▸ What you need to do:
Copy out every line of the records below word for word, leaving out the pictures.
━━━
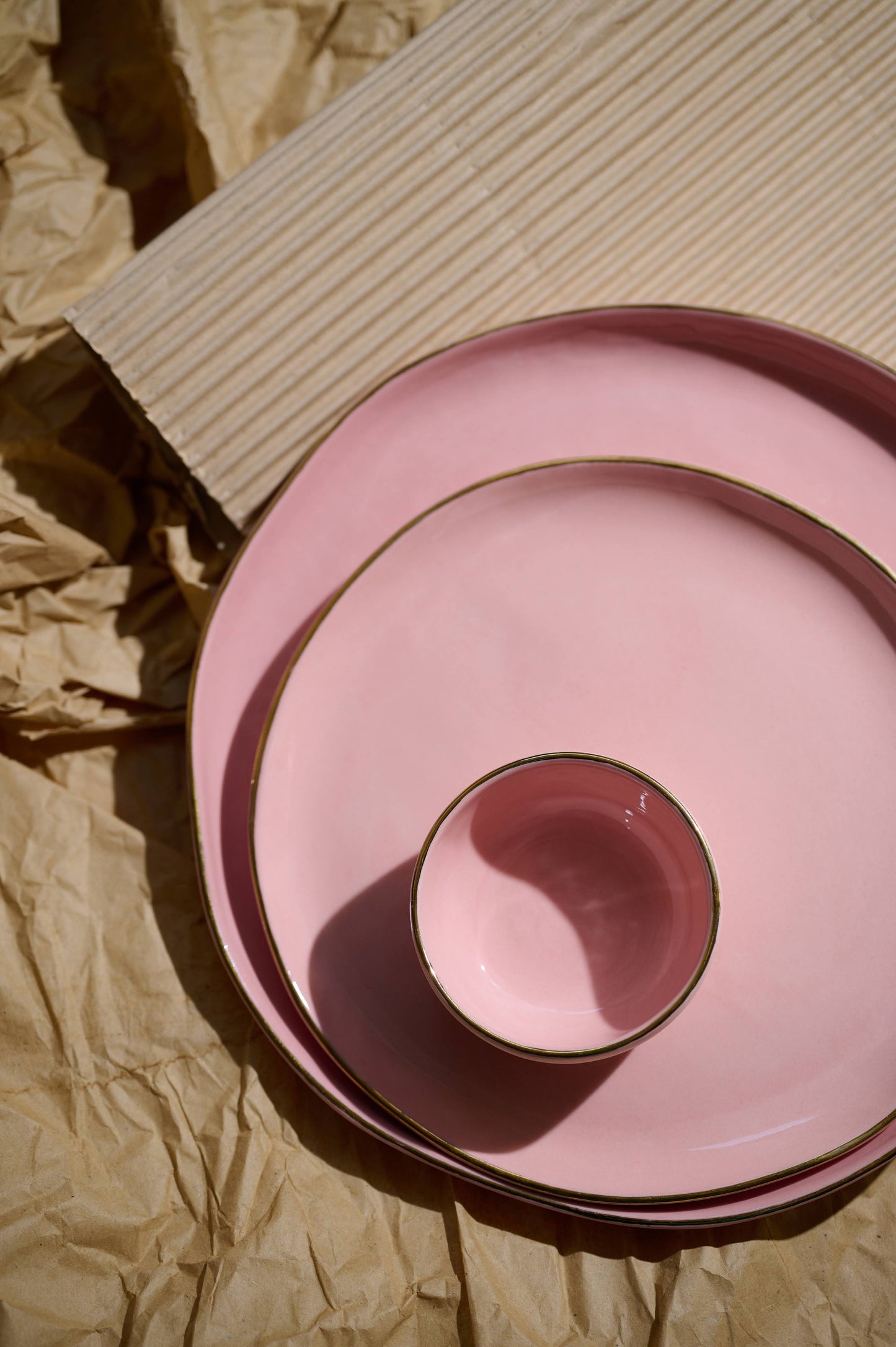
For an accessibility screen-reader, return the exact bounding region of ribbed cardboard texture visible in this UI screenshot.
[68,0,896,527]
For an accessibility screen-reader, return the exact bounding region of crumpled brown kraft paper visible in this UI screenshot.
[0,0,896,1347]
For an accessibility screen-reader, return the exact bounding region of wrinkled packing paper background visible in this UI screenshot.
[0,0,896,1347]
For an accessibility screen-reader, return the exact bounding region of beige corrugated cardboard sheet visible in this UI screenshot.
[0,0,896,1347]
[70,0,896,525]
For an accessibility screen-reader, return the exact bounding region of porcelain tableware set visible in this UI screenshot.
[190,308,896,1224]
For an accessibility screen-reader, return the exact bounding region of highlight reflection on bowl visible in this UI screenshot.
[411,753,719,1062]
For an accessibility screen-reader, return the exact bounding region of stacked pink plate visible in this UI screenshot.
[190,308,896,1226]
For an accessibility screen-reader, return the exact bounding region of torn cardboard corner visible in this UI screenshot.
[68,0,896,528]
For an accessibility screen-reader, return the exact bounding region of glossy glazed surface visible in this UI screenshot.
[254,462,896,1200]
[411,754,718,1064]
[190,310,896,1224]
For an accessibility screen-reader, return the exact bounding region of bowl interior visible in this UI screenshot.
[415,755,714,1054]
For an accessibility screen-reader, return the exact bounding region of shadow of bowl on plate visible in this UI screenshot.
[309,856,628,1168]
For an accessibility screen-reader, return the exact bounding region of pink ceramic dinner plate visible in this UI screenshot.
[252,461,896,1201]
[190,308,896,1226]
[411,753,719,1065]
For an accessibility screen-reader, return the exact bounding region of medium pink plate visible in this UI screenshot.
[190,308,896,1226]
[254,461,896,1201]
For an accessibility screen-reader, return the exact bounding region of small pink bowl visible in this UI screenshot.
[411,753,719,1062]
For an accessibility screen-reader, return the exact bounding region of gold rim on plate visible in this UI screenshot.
[186,305,896,1230]
[249,455,896,1207]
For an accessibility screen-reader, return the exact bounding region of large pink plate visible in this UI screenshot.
[190,310,896,1224]
[254,461,896,1203]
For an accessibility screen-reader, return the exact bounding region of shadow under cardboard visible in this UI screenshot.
[84,315,896,1250]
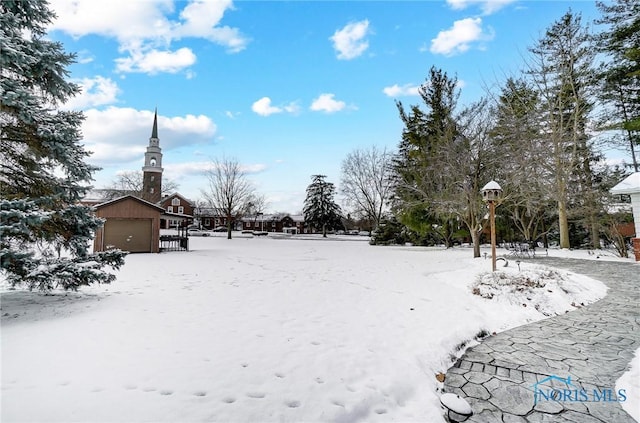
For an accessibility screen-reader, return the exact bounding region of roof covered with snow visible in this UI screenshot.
[611,172,640,195]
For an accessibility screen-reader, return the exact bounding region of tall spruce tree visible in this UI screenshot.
[303,175,342,237]
[596,0,640,172]
[528,11,597,248]
[392,67,459,247]
[0,0,124,290]
[491,78,553,242]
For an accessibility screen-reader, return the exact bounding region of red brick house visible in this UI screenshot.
[242,213,312,234]
[158,193,195,229]
[194,207,239,229]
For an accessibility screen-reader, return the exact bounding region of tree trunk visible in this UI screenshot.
[469,231,480,258]
[558,196,571,248]
[589,217,602,250]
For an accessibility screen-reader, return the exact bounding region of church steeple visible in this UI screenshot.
[151,107,158,138]
[142,108,163,203]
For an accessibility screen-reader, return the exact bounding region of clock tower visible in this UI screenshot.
[142,108,162,204]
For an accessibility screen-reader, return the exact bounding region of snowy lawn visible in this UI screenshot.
[1,234,606,422]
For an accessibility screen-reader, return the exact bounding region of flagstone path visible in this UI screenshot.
[444,257,640,423]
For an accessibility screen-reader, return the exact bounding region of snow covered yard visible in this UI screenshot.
[1,236,605,422]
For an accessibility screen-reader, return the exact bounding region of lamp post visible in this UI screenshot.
[257,213,264,232]
[482,181,502,272]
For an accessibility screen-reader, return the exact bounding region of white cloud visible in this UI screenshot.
[116,47,196,77]
[62,76,120,110]
[447,0,515,15]
[251,97,282,116]
[51,0,249,73]
[329,20,370,60]
[310,93,346,113]
[251,97,300,117]
[82,106,217,166]
[430,18,493,56]
[382,84,420,97]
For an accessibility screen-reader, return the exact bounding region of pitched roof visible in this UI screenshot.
[94,195,164,212]
[611,172,640,195]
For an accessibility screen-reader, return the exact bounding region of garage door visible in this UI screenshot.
[104,219,151,253]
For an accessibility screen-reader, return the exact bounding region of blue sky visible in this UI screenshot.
[49,0,598,213]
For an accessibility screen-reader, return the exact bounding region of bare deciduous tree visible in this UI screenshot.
[105,170,179,200]
[340,146,392,232]
[202,158,255,239]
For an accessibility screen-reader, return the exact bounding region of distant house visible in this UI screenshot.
[242,213,312,234]
[93,195,164,253]
[158,193,195,229]
[194,207,238,229]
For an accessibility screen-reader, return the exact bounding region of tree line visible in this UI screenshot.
[0,0,640,290]
[342,0,640,257]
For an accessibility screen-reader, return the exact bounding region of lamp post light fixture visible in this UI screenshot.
[257,213,264,232]
[482,181,502,272]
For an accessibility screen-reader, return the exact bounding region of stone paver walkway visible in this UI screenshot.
[444,258,640,423]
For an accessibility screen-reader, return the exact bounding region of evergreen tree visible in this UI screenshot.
[0,0,124,290]
[392,67,459,247]
[528,11,597,248]
[303,175,342,237]
[596,0,640,172]
[491,78,553,242]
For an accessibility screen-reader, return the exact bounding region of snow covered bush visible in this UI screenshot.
[471,266,606,316]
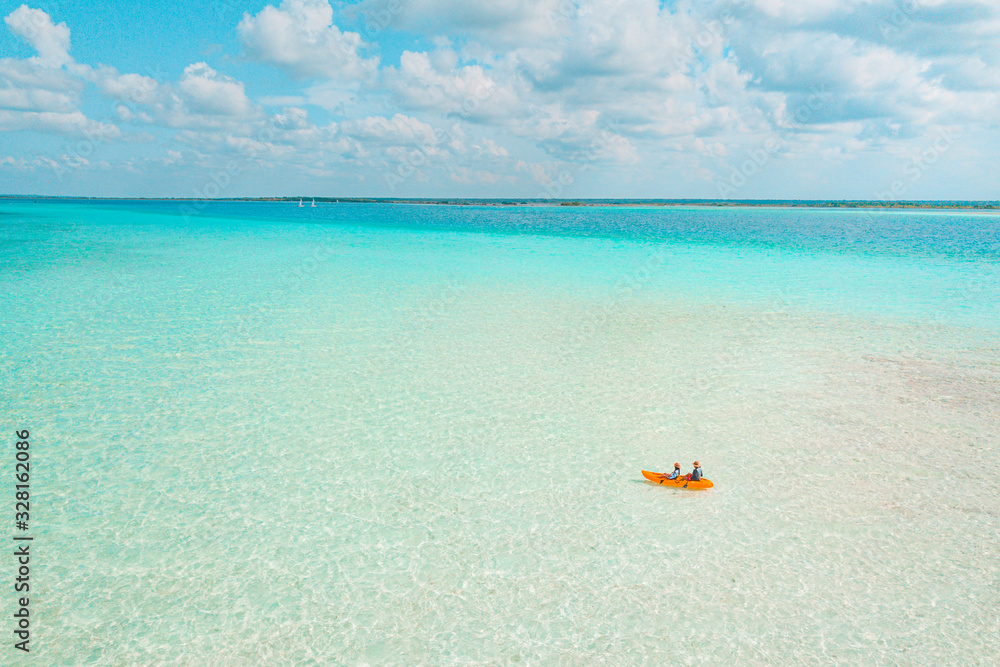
━━━
▸ Result of the exercise:
For an accessibility screen-reader, return the exact bounding region of ribbed cardboard texture visible in this UI screenshot.
[68,0,896,527]
For an accessibility screen-reader, return the exact bounding region of crumpled brown kraft paper visible in this UI screenshot.
[0,0,896,1347]
For an accessibility screen-reader, return the exact bounding region of wrinkled packing paper background visible in this UI screenshot.
[0,0,896,1347]
For an accessibility screen-reader, return the exact bounding region of beige corrugated cardboard sheet visible in this UI screenshot.
[0,0,896,1347]
[70,0,896,525]
For an accessibility screen-reader, return the exact bounding region of porcelain tableware set visible in this UI screenshot.
[190,308,896,1224]
For an accessibility screen-reader, return the exact bounding region of highlight reflection on bowl visible in this UI screenshot.
[411,753,719,1062]
For an accessibility screen-reader, return the exact bounding region of stacked pink plate visible in this UI screenshot.
[190,308,896,1226]
For an accessibility screen-reader, return the exact bounding region of torn cardboard corner visible in this UI screenshot.
[68,0,896,528]
For an accessibility screen-reader, return the exact bounding region of glossy glazed surface visible in this UI screenshot.
[254,462,896,1200]
[411,754,718,1064]
[190,310,896,1224]
For an accessibility screen-reader, return the exact bounding region of bowl interior visible in this UI screenshot.
[415,755,714,1054]
For an accessibility screen-reader, return the exact bounding region of shadow of bowl on plate visible in this UI screenshot.
[309,856,628,1168]
For an accessibility screen-reader, return the exact bounding region of pink ceramic dinner plate visible in this UI screenshot.
[252,461,896,1201]
[190,308,896,1226]
[411,753,719,1065]
For an accessibility screen-reader, return the exact bounding region of medium pink plate visible in this UI screenshot.
[190,308,896,1226]
[254,461,896,1201]
For an accessibility screen-reader, return the exact bounding region of small pink bowl visible in this UI screenshot.
[411,753,719,1062]
For an accessibility screen-reader, return the exact bounding region of gold rim on plate visible in this UI screenshot.
[186,305,896,1230]
[249,455,896,1207]
For an accessibility screen-reader, return the exact bounding region of large pink plate visible in this UI screenshot.
[190,310,896,1224]
[254,461,896,1203]
For an accessibility screen-reader, return the exact bounding region of shadow under cardboard visible in this UI screenshot.
[84,315,896,1250]
For an accessibility screen-reader, return the exact bounding region of roof covered with snow visible in this UI screenshot.
[611,172,640,195]
For an accessibility screen-reader, return the exact bounding region of tall spruce tree visible in this UI screenshot.
[303,175,342,237]
[596,0,640,172]
[528,11,597,248]
[392,67,459,247]
[0,0,124,290]
[491,78,553,242]
For an accessibility screen-reader, return the exact bounding region of red brick house visible in this UI screenshot.
[242,213,312,234]
[158,193,195,229]
[194,207,239,229]
For an accessibility screen-reader, return the exact bounding region of tree trunk visible in this UI screenshot.
[469,231,480,258]
[558,196,571,248]
[589,217,602,250]
For an accessibility screen-reader, return the exact bounding region of church steeple visible in this UI screenshot.
[151,107,158,138]
[142,108,163,203]
For an accessibility screen-reader, return the exact bounding region of clock tower visible in this UI screenshot.
[142,108,162,204]
For an accessibility screen-reader, return the exact bounding region of snowy lawn visible in this UI screenshot.
[1,234,606,422]
For an accessibility screen-reader, return the exact bounding region of flagstone path visible in this UI screenshot.
[444,257,640,423]
For an accessibility screen-reader, return the exact bounding region of snow covered yard visible in this UI screenshot.
[1,236,605,422]
For an accessibility screen-reader, return the exact bounding region of lamp post visible in this UI screenshot.
[257,213,264,232]
[482,181,502,272]
For an accessibility screen-reader, return the exact bounding region of white cloud visible in this UI screenshot.
[116,47,196,77]
[62,76,120,110]
[447,0,515,15]
[251,97,282,116]
[51,0,249,73]
[329,20,370,60]
[310,93,346,113]
[251,97,300,117]
[82,106,217,166]
[430,18,493,56]
[382,84,420,97]
For an accessibility screen-reader, return the exact bounding region of pitched roof visible in this UI screenshot.
[94,195,164,212]
[611,172,640,195]
For an accessibility screen-reader, return the exact bounding region of garage door visible in this UI screenshot.
[104,219,151,253]
For an accessibility screen-reader, return the exact bounding region of blue sky visible in this UI screenshot.
[49,0,598,213]
For an accessibility screen-reader, return the exact bounding region of bare deciduous tree visible in this UI screenshot.
[105,170,179,200]
[340,146,392,232]
[202,158,255,239]
For an accessibility screen-reader, return the exact bounding region of distant house visible in this UI screenshot.
[242,213,312,234]
[93,195,164,253]
[158,193,195,229]
[194,207,238,229]
For an accessibility screen-reader, return the exact bounding region of tree line visible in this UI screenshot.
[0,0,640,290]
[342,0,640,257]
For an accessibility screen-reader, return the exact bounding region of lamp post light fixture visible in this UI screenshot.
[257,213,264,232]
[482,181,502,272]
For an accessibility screen-reader, return the exact bounding region of stone paver walkway visible in this UI screenshot.
[444,258,640,423]
For an accessibility screen-reader, return the exact bounding region of evergreen tree visible in this UI screenshot.
[0,0,124,290]
[392,67,459,247]
[528,11,597,248]
[303,175,342,237]
[596,0,640,172]
[491,78,553,242]
For an accessibility screen-reader, return the exact bounding region of snow covered bush visible in this UI screenshot.
[471,266,606,316]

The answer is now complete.